» TASK GOAL:
Only the text of the entries below should appear in your exact transcription; leave out every picture.

•••••

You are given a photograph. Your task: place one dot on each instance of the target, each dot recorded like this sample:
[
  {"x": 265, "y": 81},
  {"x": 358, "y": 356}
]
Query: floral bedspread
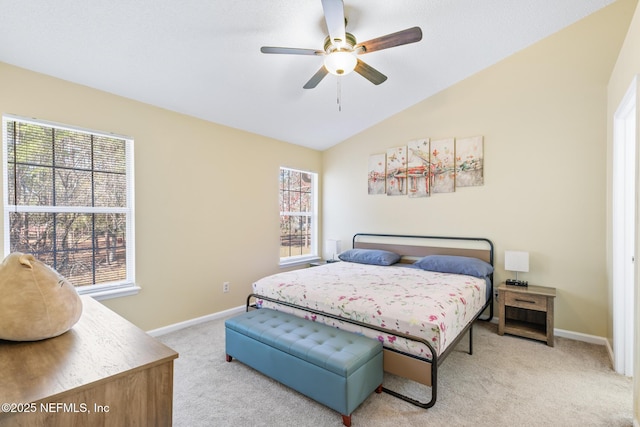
[{"x": 430, "y": 305}]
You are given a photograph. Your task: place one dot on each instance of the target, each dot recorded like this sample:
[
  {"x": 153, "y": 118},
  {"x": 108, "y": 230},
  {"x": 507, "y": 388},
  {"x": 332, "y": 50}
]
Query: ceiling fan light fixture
[{"x": 340, "y": 62}]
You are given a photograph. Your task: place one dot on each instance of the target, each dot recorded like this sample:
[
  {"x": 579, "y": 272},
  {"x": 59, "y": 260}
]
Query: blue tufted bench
[{"x": 336, "y": 368}]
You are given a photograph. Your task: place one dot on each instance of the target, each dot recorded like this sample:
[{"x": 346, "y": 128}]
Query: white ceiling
[{"x": 202, "y": 57}]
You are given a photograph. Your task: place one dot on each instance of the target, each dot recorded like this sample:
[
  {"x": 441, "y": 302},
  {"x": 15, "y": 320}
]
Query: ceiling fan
[{"x": 341, "y": 48}]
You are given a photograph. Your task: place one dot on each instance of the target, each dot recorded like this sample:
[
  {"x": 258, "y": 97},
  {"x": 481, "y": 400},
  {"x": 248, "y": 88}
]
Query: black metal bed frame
[{"x": 436, "y": 359}]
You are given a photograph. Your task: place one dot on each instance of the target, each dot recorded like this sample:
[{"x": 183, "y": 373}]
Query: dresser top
[{"x": 100, "y": 345}]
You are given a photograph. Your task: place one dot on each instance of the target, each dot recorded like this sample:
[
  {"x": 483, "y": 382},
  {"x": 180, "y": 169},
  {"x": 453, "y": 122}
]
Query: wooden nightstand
[{"x": 526, "y": 311}]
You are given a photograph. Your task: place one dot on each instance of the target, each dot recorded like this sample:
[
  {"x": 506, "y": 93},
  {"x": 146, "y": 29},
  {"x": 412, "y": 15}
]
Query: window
[
  {"x": 69, "y": 202},
  {"x": 298, "y": 216}
]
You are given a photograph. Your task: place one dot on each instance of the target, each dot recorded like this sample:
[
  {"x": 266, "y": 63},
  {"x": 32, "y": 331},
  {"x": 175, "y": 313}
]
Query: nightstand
[{"x": 526, "y": 311}]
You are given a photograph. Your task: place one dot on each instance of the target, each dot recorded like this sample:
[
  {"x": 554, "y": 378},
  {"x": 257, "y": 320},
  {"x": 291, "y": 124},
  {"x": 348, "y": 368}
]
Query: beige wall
[
  {"x": 626, "y": 68},
  {"x": 206, "y": 195},
  {"x": 542, "y": 113}
]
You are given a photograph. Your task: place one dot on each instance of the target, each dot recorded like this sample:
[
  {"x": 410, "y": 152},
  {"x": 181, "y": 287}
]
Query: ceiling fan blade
[
  {"x": 410, "y": 35},
  {"x": 290, "y": 50},
  {"x": 370, "y": 73},
  {"x": 317, "y": 77},
  {"x": 334, "y": 16}
]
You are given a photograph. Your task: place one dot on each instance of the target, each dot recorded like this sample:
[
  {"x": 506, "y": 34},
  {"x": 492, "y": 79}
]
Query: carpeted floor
[{"x": 507, "y": 381}]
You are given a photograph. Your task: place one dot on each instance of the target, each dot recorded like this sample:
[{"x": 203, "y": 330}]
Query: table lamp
[{"x": 517, "y": 261}]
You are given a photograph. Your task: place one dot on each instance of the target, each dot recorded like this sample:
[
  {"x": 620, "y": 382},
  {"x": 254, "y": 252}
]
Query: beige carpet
[{"x": 508, "y": 381}]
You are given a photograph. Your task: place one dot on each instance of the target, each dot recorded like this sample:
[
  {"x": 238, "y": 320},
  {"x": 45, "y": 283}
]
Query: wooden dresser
[{"x": 103, "y": 372}]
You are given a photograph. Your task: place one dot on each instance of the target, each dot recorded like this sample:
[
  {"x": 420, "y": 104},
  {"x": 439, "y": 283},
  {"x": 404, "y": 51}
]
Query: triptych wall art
[{"x": 424, "y": 167}]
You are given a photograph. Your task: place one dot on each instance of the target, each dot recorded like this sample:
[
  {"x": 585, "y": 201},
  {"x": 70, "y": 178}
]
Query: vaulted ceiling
[{"x": 202, "y": 57}]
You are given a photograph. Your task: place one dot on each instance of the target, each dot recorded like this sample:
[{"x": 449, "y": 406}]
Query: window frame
[
  {"x": 99, "y": 291},
  {"x": 313, "y": 216}
]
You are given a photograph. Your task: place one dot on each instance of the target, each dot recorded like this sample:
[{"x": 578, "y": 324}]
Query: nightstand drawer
[{"x": 528, "y": 301}]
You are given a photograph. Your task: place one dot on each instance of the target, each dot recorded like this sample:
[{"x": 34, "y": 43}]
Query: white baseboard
[
  {"x": 577, "y": 336},
  {"x": 191, "y": 322}
]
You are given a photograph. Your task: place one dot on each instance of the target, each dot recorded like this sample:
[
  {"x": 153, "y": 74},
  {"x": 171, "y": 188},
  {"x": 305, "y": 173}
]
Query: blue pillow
[
  {"x": 455, "y": 264},
  {"x": 370, "y": 256}
]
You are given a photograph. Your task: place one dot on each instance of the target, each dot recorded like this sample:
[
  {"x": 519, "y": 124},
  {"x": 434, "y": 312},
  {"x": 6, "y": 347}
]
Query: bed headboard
[{"x": 413, "y": 247}]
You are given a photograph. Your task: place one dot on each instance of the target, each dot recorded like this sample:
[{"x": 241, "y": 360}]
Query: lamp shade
[
  {"x": 516, "y": 261},
  {"x": 340, "y": 63}
]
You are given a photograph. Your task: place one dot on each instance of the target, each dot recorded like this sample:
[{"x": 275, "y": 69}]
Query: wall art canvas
[
  {"x": 443, "y": 163},
  {"x": 418, "y": 168},
  {"x": 397, "y": 171},
  {"x": 469, "y": 162},
  {"x": 376, "y": 179}
]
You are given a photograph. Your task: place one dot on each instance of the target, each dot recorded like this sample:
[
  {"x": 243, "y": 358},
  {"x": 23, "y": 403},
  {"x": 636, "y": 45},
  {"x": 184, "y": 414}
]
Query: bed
[{"x": 418, "y": 295}]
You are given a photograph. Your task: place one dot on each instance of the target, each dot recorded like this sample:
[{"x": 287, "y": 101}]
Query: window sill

•••••

» FINISHED TASK:
You are given a photograph. Your task: place one dot on each instance of the target, each dot recorded like this sample:
[
  {"x": 265, "y": 81},
  {"x": 358, "y": 356}
]
Query: floral bedspread
[{"x": 430, "y": 305}]
You are given a photograph. Your task: place one dot on each instance of the target, each dot recorded like this sample:
[
  {"x": 153, "y": 118},
  {"x": 108, "y": 230},
  {"x": 507, "y": 388},
  {"x": 332, "y": 50}
]
Query: ceiling fan light fixture
[{"x": 340, "y": 62}]
You are given a photograph. Your task: place one dot on each instance of the target, each dot recorded like this sample:
[
  {"x": 579, "y": 272},
  {"x": 59, "y": 260}
]
Query: blue tufted bench
[{"x": 336, "y": 368}]
You are given a photograph. Your task: place one dot on each instance of the target, each dot recorded like this sample:
[{"x": 346, "y": 128}]
Query: white ceiling
[{"x": 202, "y": 57}]
You are given a photograph. Your task: place one dot on each instance of the target, each dot recorded like this sample:
[
  {"x": 441, "y": 302},
  {"x": 15, "y": 320}
]
Query: ceiling fan
[{"x": 341, "y": 48}]
You are given a photograph. Your task: place one dot on each instance of the target, each dot recorded like this sample:
[
  {"x": 258, "y": 97},
  {"x": 481, "y": 400},
  {"x": 248, "y": 88}
]
Query: black metal bed frame
[{"x": 436, "y": 359}]
You are given a photograph. Your task: place one dot on each instance of the target, each dot recorded like this sample:
[{"x": 183, "y": 373}]
Query: dresser top
[{"x": 100, "y": 345}]
You are given a photograph. Your task: place one dot on each instance of the target, each dot recorded like this sample:
[
  {"x": 483, "y": 382},
  {"x": 180, "y": 169},
  {"x": 453, "y": 122}
]
Query: wooden nightstand
[{"x": 526, "y": 311}]
You are given a photograph. Your task: place one dot on each instance of the target, each dot recorded like this sample:
[
  {"x": 506, "y": 93},
  {"x": 146, "y": 29},
  {"x": 412, "y": 15}
]
Query: window
[
  {"x": 69, "y": 202},
  {"x": 298, "y": 216}
]
You are given a photograph. Your task: place one dot on each instance of the target, each dot recorded like this sample:
[
  {"x": 266, "y": 63},
  {"x": 32, "y": 331},
  {"x": 175, "y": 313}
]
Query: nightstand
[{"x": 526, "y": 311}]
You are given a photograph. Your task: place one dot on each instance of the target, each dot recorded like this sample:
[
  {"x": 554, "y": 378},
  {"x": 257, "y": 320},
  {"x": 291, "y": 124},
  {"x": 348, "y": 368}
]
Query: beige wall
[
  {"x": 626, "y": 68},
  {"x": 206, "y": 195},
  {"x": 542, "y": 113}
]
You are given a photograph. Your task: place one dot on each instance of the target, each dot recorded like this sample:
[
  {"x": 410, "y": 152},
  {"x": 181, "y": 287}
]
Query: ceiling fan blade
[
  {"x": 410, "y": 35},
  {"x": 290, "y": 50},
  {"x": 370, "y": 73},
  {"x": 317, "y": 77},
  {"x": 334, "y": 16}
]
You are given a photograph. Your task: place one dot on each instance of the target, each dot recorded like this sample:
[
  {"x": 506, "y": 34},
  {"x": 492, "y": 79}
]
Query: carpeted floor
[{"x": 507, "y": 381}]
You are given a photograph. Your task: place one dot on each instance of the target, each dot recorded like this sample:
[{"x": 203, "y": 330}]
Query: table lamp
[{"x": 517, "y": 261}]
You are given a photograph. Your task: place one dot on each instance of the target, each dot recorded like this sample:
[
  {"x": 620, "y": 382},
  {"x": 254, "y": 252}
]
Query: beige carpet
[{"x": 508, "y": 381}]
You are given a photograph. Your task: place one dot on each instance of the target, each dot recorded like this sample:
[
  {"x": 238, "y": 320},
  {"x": 45, "y": 283}
]
Query: wooden dresser
[{"x": 103, "y": 372}]
You are given a photograph. Your task: place one dot on each instance of the target, each dot recorded like this sample:
[
  {"x": 420, "y": 104},
  {"x": 439, "y": 283},
  {"x": 404, "y": 51}
]
Query: triptych wall art
[{"x": 424, "y": 167}]
You are given a photograph. Your task: place one dot on each instance of the target, each dot recorded like this sample:
[
  {"x": 585, "y": 201},
  {"x": 70, "y": 178}
]
Query: vaulted ceiling
[{"x": 202, "y": 57}]
You are given a photograph. Your task: place one dot on each instance of the target, each dot recorded like this sample:
[{"x": 449, "y": 406}]
Query: window frame
[
  {"x": 99, "y": 291},
  {"x": 313, "y": 216}
]
You are given a photograph. Your task: place one dot on each instance of the target, each dot recorded like this sample:
[{"x": 578, "y": 324}]
Query: nightstand drawer
[{"x": 528, "y": 301}]
You are given a photograph. Your task: place one dot on each instance of the target, each dot recorded like this sample:
[{"x": 34, "y": 43}]
Query: white baseboard
[
  {"x": 577, "y": 336},
  {"x": 191, "y": 322}
]
You are given a photograph. Your task: place one dot on each instance of the target, each dot recorded like this sample:
[
  {"x": 153, "y": 74},
  {"x": 171, "y": 188},
  {"x": 305, "y": 173}
]
Query: blue pillow
[
  {"x": 455, "y": 264},
  {"x": 370, "y": 256}
]
You are given a photograph. Your task: place one dot on each instance of the target, each dot recorded like this sample:
[
  {"x": 519, "y": 124},
  {"x": 434, "y": 312},
  {"x": 6, "y": 347}
]
Query: bed headboard
[{"x": 413, "y": 247}]
You are given a photograph. Your task: place one dot on each instance of the target, each dot recorded like this sample:
[{"x": 241, "y": 360}]
Query: lamp shade
[
  {"x": 516, "y": 261},
  {"x": 340, "y": 63}
]
You are given a photograph. Your task: place one dot on each instance of the target, each dot recorded like this sample:
[{"x": 275, "y": 69}]
Query: wall art canvas
[
  {"x": 443, "y": 163},
  {"x": 418, "y": 168},
  {"x": 397, "y": 171},
  {"x": 469, "y": 162},
  {"x": 376, "y": 179}
]
You are given a photograph. Your task: place one dot on each instance of the target, each dot recorded like this sample:
[
  {"x": 243, "y": 358},
  {"x": 23, "y": 403},
  {"x": 636, "y": 45},
  {"x": 184, "y": 414}
]
Query: bed
[{"x": 418, "y": 295}]
You are given a photograph. Your task: place one dot on each instance of the target, each dot recorded like this sample:
[{"x": 287, "y": 101}]
Query: window sill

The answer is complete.